| WORK ORDER 1 |
Say whether each statement agrees with the Banjo Rehabilitation Center blog text. Answer yes or no, and quote the deciding words. (a) Over eight years, the Gainor & Friends band gave $11K to the Children's Miracle Network. (b) On the San Diego beach, the BRC founder polished up his banjo chops. (c) The first BRC banjo autumn offering ran on eBay from September 3-10.
| WORK ORDER 2 |
Write a continuation of the Banjo Rehabilitation Center blog text, starting after its final sentence.

━━━ SUPPLIED PASSAGE ━━━

As Labor Day Weekend  slips through the Heartland on Isaac`s stormy rains, the parched grounds and gardens surrounding the Banjo Rehabilitation Center taste water for the first time in a long dry summer. Although there is a touch of autumn in the Missouri morning air outside our workshop, thoughts turn back to the sunny California beaches where the BRC staff enjoyed a well-deserved holiday only a few short weeks ago. As pictured in the below beach photo, the BRC founder passes the family musical torch to our harmonica-playing CEO thus linking a generational chain that began with the youngster`s great grandfather. In the background, the CEO`s guitar-picking uncle is beach combing with his tiny daughter, our Senior VP of Sales.

Check-out our first BRC banjo autumn offering on eBay from September 3-10 (sold).

Upon receipt, the buyer e-mailed, “Banjo is just what I wanted; Just the sound I was looking for; Beautiful too….Great work!”

 

Bio

End of summer postcard

August 13, 2012

The Banjo Rehabilitation Center was briefly closed for a short mid August vacation. Beneath towering palms on a deserted beach in San Diego at daybreak, the BRC founder leisurely polished-up some rusty mandolin chops, as puzzled seagulls swooped overhead.

Only a few weeks earlier in Chicago, as seen in the below video clip, our Senior Vice-President of Sales danced joyfully to the music of her father and grandfather at our CEO’s birthday party.

Only a few days ago, our Senior VP of Sales celebrated her birthday overlooking the Pacific Ocean, and our CEO watched her blow out the candles.

Refreshed by the holiday, the BRC workshop staff wishes our readers a happy summer season.

 

 

G&F Band

Summer banjo fun

July 29, 2012

At the recent 8th Annual Street Party for benefit of the Children`s Hospital, the BRC founder`s band “Gainor & Friends” gave its yearly performance. As pictured at the kids` festival, the BRC founder gives his “Born to Pick and Grin” T-Shirt to a young and faithful Bluegrass music admirer. Over the last 8 years, the band has donated $11K in gig  tips to the Children`s Miracle Network. Well done pickers. It`s the Bluegrass way.


On the following sunny afternoon, the Banjo Rehabilitation Center`s CEO received a 5-string birthday present from his grandfather`s shop. Maybe, some day our CEO will step-up and replace his ‘Papa’ in Gainor & Friends and play banjo for the benefit of the Children`s Miracle Network. Let`s keep our pickin` fingers crossed.

━━━ RECORDS SUPPLIED ━━━

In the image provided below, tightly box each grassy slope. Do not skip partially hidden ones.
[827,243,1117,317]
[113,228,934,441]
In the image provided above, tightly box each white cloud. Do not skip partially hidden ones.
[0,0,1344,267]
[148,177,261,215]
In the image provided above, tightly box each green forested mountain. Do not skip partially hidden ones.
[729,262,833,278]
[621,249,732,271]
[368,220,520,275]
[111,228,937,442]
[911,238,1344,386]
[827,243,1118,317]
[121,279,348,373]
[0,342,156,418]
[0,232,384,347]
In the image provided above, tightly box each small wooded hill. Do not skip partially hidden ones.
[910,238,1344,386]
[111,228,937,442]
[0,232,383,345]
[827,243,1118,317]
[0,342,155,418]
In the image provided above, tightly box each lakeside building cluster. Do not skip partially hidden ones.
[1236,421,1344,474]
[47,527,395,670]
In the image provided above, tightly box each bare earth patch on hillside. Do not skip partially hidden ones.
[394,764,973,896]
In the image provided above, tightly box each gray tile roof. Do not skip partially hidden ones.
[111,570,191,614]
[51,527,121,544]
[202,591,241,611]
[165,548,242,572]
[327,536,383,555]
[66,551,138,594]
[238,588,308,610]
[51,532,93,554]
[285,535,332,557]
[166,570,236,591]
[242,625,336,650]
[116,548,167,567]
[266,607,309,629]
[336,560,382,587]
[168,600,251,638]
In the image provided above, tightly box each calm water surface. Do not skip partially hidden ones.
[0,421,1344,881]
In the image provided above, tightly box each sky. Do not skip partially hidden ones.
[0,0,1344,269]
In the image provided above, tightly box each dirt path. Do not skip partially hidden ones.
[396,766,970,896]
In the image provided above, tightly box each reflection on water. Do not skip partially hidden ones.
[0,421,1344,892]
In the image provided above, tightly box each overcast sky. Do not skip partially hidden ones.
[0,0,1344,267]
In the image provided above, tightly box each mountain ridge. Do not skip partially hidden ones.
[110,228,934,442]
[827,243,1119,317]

━━━

| ANSWER SPACE 1 |
(a) Yes: "Over the last 8 years, the band has donated $11K"
(b) No: "the BRC founder leisurely polished-up some rusty mandolin chops"
(c) Yes: "Check-out our first BRC banjo autumn offering on eBay from September 3-10 (sold)."

| ANSWER SPACE 2 |
 

 

P.S. Note our CEO`s right thumb postured in the ready-position over the nylon strings and the pinky finger anchoring the hand on the head. Kids don`t miss a thing- a promising sign.

 

Bio

Quarter Tones in the Desert Sun

July 14, 2012

In Petra, Jordan, the BRC founder listens to an Arabic musician play a spike fiddle called a rabab, rababah, or rbab. This banjo-like instrument is used to accompany poetry recitation and played with a horse hair bow.  The Bedouin version, as seen here, has a rectangular sound chamber covered with a skin and a solitary horse hair string. Although quarter tones of Middle Eastern music are foreign to the Western ear, they are occasionally  heard in the American blues genre when a guitarist “chokes” a string for a whining-crying effect or when a harmonica player “bends” a note.

Cell Perches & HVO

A Banjo Man All Four Seasons

June 16, 2012

In the late 1950’s, a young trumpet player in a Dixieland jazz band also performed on tenor banjo during gigs in the northeastern college circuit. He and his band were featured in a 1958 magazine article about a NYC jazz fest (see him in clipping).

With the dawn of the folk music revival, this multi-talented musician became interested in the bluegrass 5 string cousin of the tenor banjo. He rigged a 5th string on his tenor instrument to adapt it to either style on the bandstand, as he had visions of bursting into the middle of an up-tempo Dixieland jazz tune with an explosive solo from a Scruggs style banjo. His dreams of merging these two disparate genres lapsed when he became preoccupied with medical school studies.

His visionary aspirations came to realization, however, more than half a century later when Del McCoury and his bluegrass band released an album jointly recorded with New Orleans` world famous Preservation Hall Jazz Band. To this day, the trumpet player (pictured wearing a BRC T-shirt) remains an inveterate fan of banjos, jazz, and fine wine.